__Questions__.
A. In the Sanctuary Kitchen excerpt, which city was Fatema's family forced to flee?
B. Write the next part of the Sanctuary Kitchen story about Fatema, picking up after its final sentence.

__Page excerpt__.
Culinary Traditions, Cultures, and Stories Shared by Sanctuary Kitchen through Food from the Heart


During a cooking demonstration at a New Haven library on a cold winter night last December, when Fatema headed to the oven to take out her finished dish, it’s understandable that she might have been a little nervous about how her food would be received.

She had been through a lot in her 24 years.

After a childhood filled with memories of time spent playing with her best friend next door, with neither one worried about who was a Christian and who was a Muslim, and family parties fueled by home-cooked food, dancing, and late night gossip sessions that lasted until the sun came up, she and her family were forced to flee their hometown. The family’s clothing factories and most of the rest of the formerly sophisticated, metropolitan city of Homs, Syria, was being ground into a haunted street-scape of ghostly white rubble punctuated by the skeletal remains of buildings, as an array of governmental forces and disparate armed militias viciously fought for territory.

__Entries provided__.
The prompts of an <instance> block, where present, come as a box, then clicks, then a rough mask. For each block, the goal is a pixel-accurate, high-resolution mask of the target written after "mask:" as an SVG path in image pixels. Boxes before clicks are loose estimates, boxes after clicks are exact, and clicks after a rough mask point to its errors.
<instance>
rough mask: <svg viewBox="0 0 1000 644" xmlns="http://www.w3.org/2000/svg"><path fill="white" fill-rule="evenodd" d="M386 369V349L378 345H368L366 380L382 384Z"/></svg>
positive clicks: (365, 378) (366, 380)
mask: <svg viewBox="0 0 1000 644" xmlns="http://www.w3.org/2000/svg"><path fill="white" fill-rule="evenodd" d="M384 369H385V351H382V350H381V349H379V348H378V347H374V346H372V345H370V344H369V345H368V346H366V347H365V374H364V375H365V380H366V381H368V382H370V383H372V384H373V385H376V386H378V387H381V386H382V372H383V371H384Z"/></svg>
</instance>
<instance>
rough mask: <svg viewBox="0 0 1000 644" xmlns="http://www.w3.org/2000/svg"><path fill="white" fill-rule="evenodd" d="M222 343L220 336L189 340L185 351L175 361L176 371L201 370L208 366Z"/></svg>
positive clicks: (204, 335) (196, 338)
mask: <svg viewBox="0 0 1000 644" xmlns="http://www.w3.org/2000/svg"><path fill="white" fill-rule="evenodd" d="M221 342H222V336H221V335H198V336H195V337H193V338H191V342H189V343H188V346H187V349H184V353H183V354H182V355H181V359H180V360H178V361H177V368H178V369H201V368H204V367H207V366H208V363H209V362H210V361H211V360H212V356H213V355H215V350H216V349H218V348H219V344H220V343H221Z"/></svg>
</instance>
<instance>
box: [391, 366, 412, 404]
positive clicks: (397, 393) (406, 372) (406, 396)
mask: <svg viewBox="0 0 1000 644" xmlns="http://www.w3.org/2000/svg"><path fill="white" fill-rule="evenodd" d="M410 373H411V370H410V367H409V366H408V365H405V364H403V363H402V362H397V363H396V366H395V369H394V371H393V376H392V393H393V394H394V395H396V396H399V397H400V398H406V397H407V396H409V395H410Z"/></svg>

__Answers provided__.
A. Homs, Syria.

B.
After seeking refuge in Jordan for several years with her family, Fatema and her husband and son applied to live in the United States. It was a wrenching decision for Fatema, the youngest of nine, to leave the rest of her family, but she and her husband had their hearts set on safety and a better future in the United States for their son. They were set to fly to Indiana, but were turned away when then-governor Mike Pence, now the vice president of the United States, announced a ban on the resettlement of Muslim refugees in that state, even for those like Fatema and her husband who had already passed muster through a years-long vetting process.

The young family was rerouted at the last minute and welcomed by government officials and volunteers in Connecticut. They settled in a small apartment on the second floor of a building next to the highway in the Wooster Square section of New Haven. They started taking English language lessons and Fatema’s husband began to look for work, when one of Fatema’s new acquaintances in New Haven, Sumiya Khan, asked her if she would help out with a cooking demonstration at the local library sponsored by Students of Salaams, a student group at Yale that tutors refugee children. Would Fatema help teach people interested in learning more about Syrian cuisine, Khan wanted to know.

Fatema was relatively new to cooking. Her mother cooked for her when she lived at home, and then her mother-in-law also did so for a bit after Fatema got married, and so it had only been a few years since she was the master of her own kitchen. Still, she said she would, and here she was in front of about 40 people, pulling a huge, hot tray of one of her favorite dishes out of the oven. Would they like it? Fatema calls the dish ash al-bulbul, her variation on sfeeha, a Syrian meat pie.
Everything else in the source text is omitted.